Exercise 1: Reproduce the passage of the stent news report that begins at the words "The companies will" and stops after the words "has been cleared.".
Exercise 2:
Answer these questions using the stent news report:
(a) Which company is Cordis a unit of?
(b) What was the value of the deal Guidant announced in September?
(c) Where are stents inserted, according to the report?
Exercise 3: Continue the news report on the stent deal past its final sentence.

Document extract:
┄┄┄┄┄┄┄┄┄┄┄┄┄┄┄┄┄┄┄┄

INDIANAPOLIS (AP) - Two competing developers of drug-coated stents used to prop open coronary arteries after surgery said Tuesday they had settled a patent dispute and will team up in the emerging $3-billion-a-year market.
Guidant Corp. will assist Cordis Corp., a unit of Johnson & Johnson, to jointly promote Cordis' Cypher stent, speeding up Indianapolis-based Guidant's entry into a market in which it had been beaten by both Cordis and another rival, Boston Scientific Corp.
Cordis, meanwhile, will win access to Guidant's current and future technologies related to stents, including stent delivery systems. And Miami Lakes, Fla.-based Cordis will gain the right to join Guidant in its ongoing development of so-called bioabsorbable stents that are absorbed into the body. In September, Guidant announced a $35 million deal to acquire that technology.
The companies will both market and sell Cordis' Cypher stent, which each company covering its own marketing and sales expenses. The companies also will immediately start development and regulatory plans for a new Cypher stent. Stents are tiny metal scaffolds inserted in a heart artery to keep it open after a blockage has been cleared.
The deal "grants Guidant immediate entry into the U.S. drug-eluting stent market, which is expected to grow to more than $3 billion by year-end," Guidant said in a prepared statement.

┄┄┄┄┄┄┄┄┄┄┄┄┄┄┄┄┄┄┄┄

Natural language region descriptions
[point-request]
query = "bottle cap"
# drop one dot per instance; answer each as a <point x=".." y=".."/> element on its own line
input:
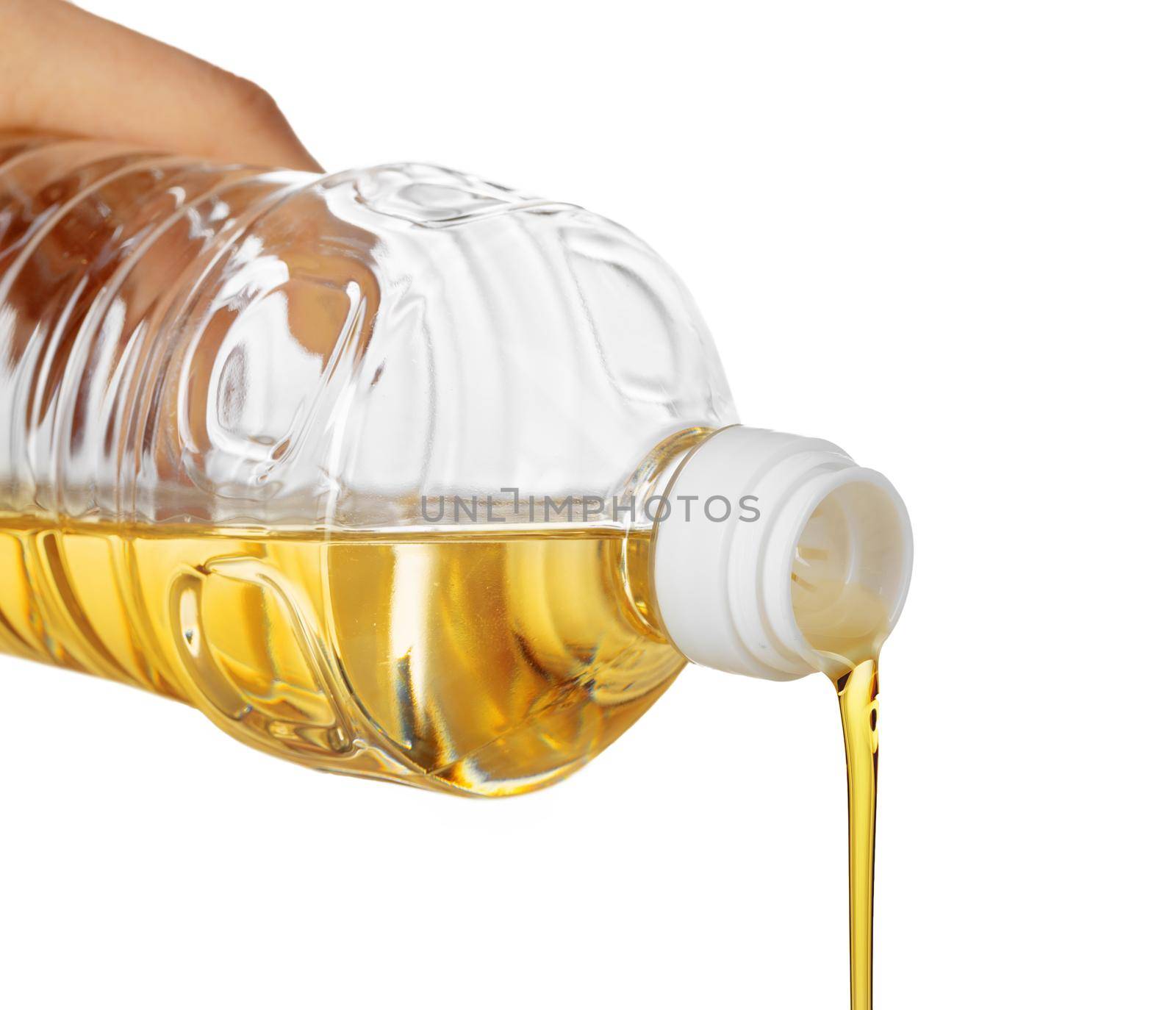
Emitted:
<point x="776" y="556"/>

┄┄┄┄┄┄┄┄┄┄┄┄┄┄┄┄┄┄┄┄

Reply 1:
The companies will both market and sell Cordis' Cypher stent, which each company covering its own marketing and sales expenses. The companies also will immediately start development and regulatory plans for a new Cypher stent. Stents are tiny metal scaffolds inserted in a heart artery to keep it open after a blockage has been cleared.

Reply 2:
(a) Johnson & Johnson
(b) $35 million
(c) In a heart artery

Reply 3:
The agreement, announced before markets opened Tuesday, resolves patent litigation which led a private arbitration panel last August to require Guidant to pay $425 million to Cordis. The panel determined that Guidant's Multi-Link Duet Coronary Stent System infringed on a key Cordis patent covering stents that have a tiny balloon inside to inflate the stent once it has been moved into place.
Guidant has been a market leader in recent years in sales of bare-metal stents, but sales of those models are declining with the introduction of next-generation stents coated with slow-release drugs to prevent scar tissue from forming new blockages. Guidant's own project to develop such stent has run into delays.
Guy J. Lebeau, who oversees Cordis operations for New Brunswick-based J&J, said each company brings "important strengths and expertise" that will provide immediate and long-term benefits."
Guidant president Ronald W. Dollens said, "This partnership leverages Cordis' and Guidant's broad capabilities and innovative positions in this important market," he said.
The announcement comes four days after Guidant and Boston Scientific announced they had resolved patent disputes and reached a cross-licensing agreement for some products.